- [EXERCISE AIM]:
Repeat the data below exactly, dropping any pictures it holds.

(Records excerpted from a collection)
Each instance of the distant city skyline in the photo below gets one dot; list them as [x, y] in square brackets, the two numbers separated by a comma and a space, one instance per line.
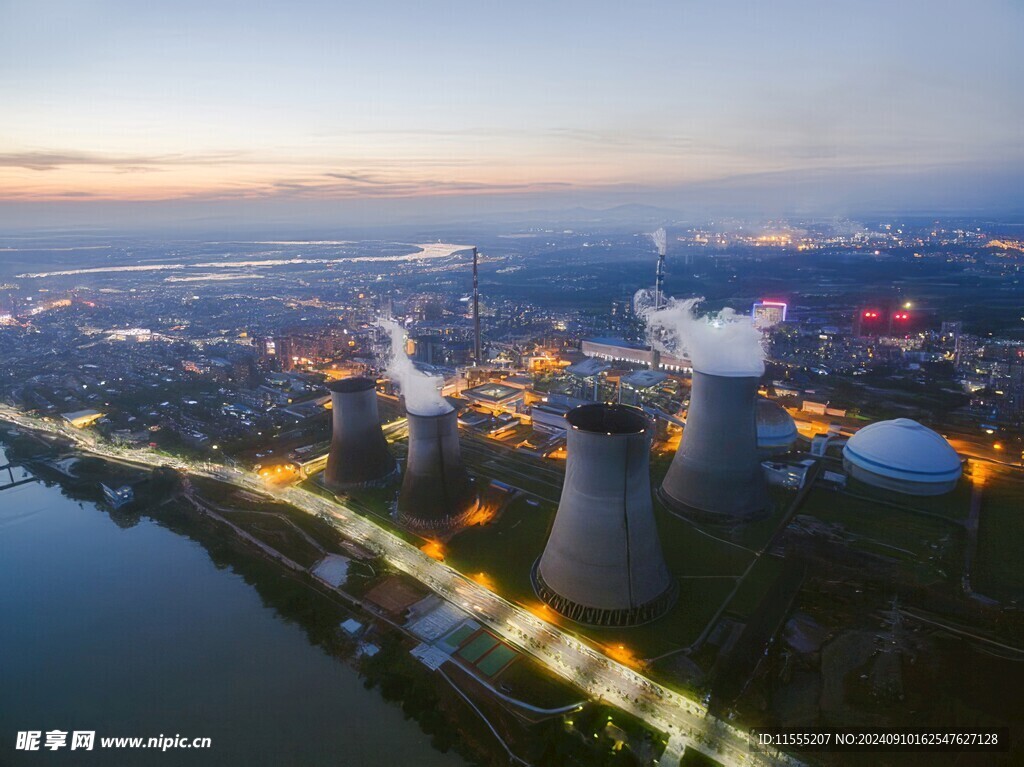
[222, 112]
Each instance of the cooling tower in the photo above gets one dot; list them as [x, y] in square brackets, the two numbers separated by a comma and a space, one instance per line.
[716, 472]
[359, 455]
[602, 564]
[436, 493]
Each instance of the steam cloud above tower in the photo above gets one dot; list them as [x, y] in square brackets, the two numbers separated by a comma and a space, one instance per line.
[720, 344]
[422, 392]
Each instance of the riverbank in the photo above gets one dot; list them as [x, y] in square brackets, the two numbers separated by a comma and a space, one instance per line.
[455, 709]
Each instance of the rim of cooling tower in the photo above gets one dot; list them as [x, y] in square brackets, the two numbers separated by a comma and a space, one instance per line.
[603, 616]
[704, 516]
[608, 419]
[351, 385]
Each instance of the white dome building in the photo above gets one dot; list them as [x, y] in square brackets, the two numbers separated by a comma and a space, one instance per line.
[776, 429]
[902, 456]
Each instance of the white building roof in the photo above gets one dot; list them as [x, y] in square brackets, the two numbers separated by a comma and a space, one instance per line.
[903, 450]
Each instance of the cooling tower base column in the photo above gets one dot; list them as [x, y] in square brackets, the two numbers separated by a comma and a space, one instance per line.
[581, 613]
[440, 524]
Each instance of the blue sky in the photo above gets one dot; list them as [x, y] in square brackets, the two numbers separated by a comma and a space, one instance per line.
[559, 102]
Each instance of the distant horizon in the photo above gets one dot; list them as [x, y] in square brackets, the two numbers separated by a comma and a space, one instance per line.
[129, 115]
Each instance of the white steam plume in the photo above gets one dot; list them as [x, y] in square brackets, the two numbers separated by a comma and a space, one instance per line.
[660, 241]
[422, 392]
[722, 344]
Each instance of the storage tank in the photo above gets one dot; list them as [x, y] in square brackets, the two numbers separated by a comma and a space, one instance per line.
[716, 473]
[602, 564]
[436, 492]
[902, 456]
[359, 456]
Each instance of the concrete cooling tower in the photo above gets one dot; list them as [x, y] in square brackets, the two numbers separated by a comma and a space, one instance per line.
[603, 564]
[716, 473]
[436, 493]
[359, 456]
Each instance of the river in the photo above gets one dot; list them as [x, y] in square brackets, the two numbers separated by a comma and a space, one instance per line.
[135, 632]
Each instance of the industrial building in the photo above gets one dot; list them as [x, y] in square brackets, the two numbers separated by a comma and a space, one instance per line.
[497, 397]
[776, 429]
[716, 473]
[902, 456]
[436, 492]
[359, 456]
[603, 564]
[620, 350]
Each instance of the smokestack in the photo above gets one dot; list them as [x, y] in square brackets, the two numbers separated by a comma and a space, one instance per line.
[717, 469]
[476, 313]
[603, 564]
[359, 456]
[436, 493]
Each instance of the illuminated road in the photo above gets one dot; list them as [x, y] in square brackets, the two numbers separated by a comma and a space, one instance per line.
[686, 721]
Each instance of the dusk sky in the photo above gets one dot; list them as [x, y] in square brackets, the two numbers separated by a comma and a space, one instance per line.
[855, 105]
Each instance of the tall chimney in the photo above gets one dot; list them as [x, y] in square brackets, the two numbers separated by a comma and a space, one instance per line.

- [ANSWER BELOW]:
Each instance of the distant city skyline in the photo below gets one dot; list them as [x, y] in square brackets, the two numbers separated by a comma and a space, one instance per line.
[222, 112]
Each instance of the cooling tower in the photo above gets one dot; list them as [x, y] in square brackets, the two numbers separated by a comma and a space, one instance per line.
[716, 472]
[359, 455]
[602, 564]
[436, 493]
Each instance of the steam cloud above tower in the photo above gets one dot; list them as [x, y] in square brackets, the two numbers separated by a comma and a space, one instance per line.
[720, 344]
[422, 392]
Each instance of the riverbank in the photo above gets one dot; list them as [x, y] in square brackets, the two numbers separated by a comma and a space, one instance per line.
[455, 709]
Each instance of the rim of cooling tower in the photo above gets one dot; list them as [x, y] in square brackets, the two numbers separated by a comma and a space, one instance per line.
[603, 616]
[704, 516]
[608, 419]
[351, 385]
Each instance of the white dome building in the photo above gets one dot; list them as [x, y] in square brackets, the two numbers separated by a comma and a space, one instance per line.
[776, 429]
[902, 456]
Each instance of the white building roof in the photo above gets one dot; list them as [x, y] in square brackets, the two numbers separated by a comma and a space, one instance per line.
[903, 450]
Each instance of the cooling tower base column in the photo above gets one dot; list them as [x, y] in square brackets, the two numbers separated by a comma and a space, one instance per line.
[581, 613]
[440, 524]
Each instance of the blue sky in the photo above gets one dot; list them as [x, y] in square brackets, the two numbers separated by a comma and a space, one instance per line.
[559, 102]
Each instance of the distant horizon in the photo above gets one dot; list them as [x, y] in square brackets, the two numbers separated by a comma and a space, one instance per line.
[129, 115]
Each instance of the white steam plume in the photo above gets one dot; list them as [x, y] in square brackets, the two numbers separated by a comma and a space, one instance per line.
[660, 241]
[422, 392]
[722, 344]
Each instance of the storage tank in the photo above gets one dot; list them as [x, y] in square brackets, the two numbers separated by a comma and a space, one instance per line.
[716, 473]
[602, 564]
[436, 492]
[902, 456]
[359, 456]
Each instance of the concrete cooling tower in the photo above gets one dot; list them as [x, y] in square brackets, the two numbers separated by a comma and a space, one instance per line.
[603, 564]
[716, 473]
[436, 493]
[359, 456]
Each instance of the river in the photo above gets one dot; list them as [x, y] in square brackets, the two numbers separated by a comma and a space, one instance per line.
[135, 632]
Each instance of the industrial building in the photo above gets one dot; list them as [x, y] in square brackets, the two numbers separated by a comma and a space, one instance per line.
[497, 397]
[776, 429]
[716, 473]
[902, 456]
[436, 492]
[359, 456]
[603, 564]
[620, 350]
Each instance of the smokestack in the photo above gets one dot; list them as [x, y] in square brackets, the two numbers separated by a comma and a space, one instance per line.
[717, 469]
[476, 313]
[603, 564]
[359, 456]
[436, 493]
Each instance of the illuminated road in the photo above gets one dot; list them as [x, y] in square brackets, the two numbers separated by a comma and a space, one instance per line.
[686, 721]
Each instance of the dusk sky in the photo above gets one dot; list them as [x, y] in square brackets, the two numbers separated by a comma and a space, one instance per line.
[855, 105]
Each instance of the tall chimney in the photo above gets one dot; list them as [x, y] in square brackets, the two numbers separated by a comma and a space, one instance per line.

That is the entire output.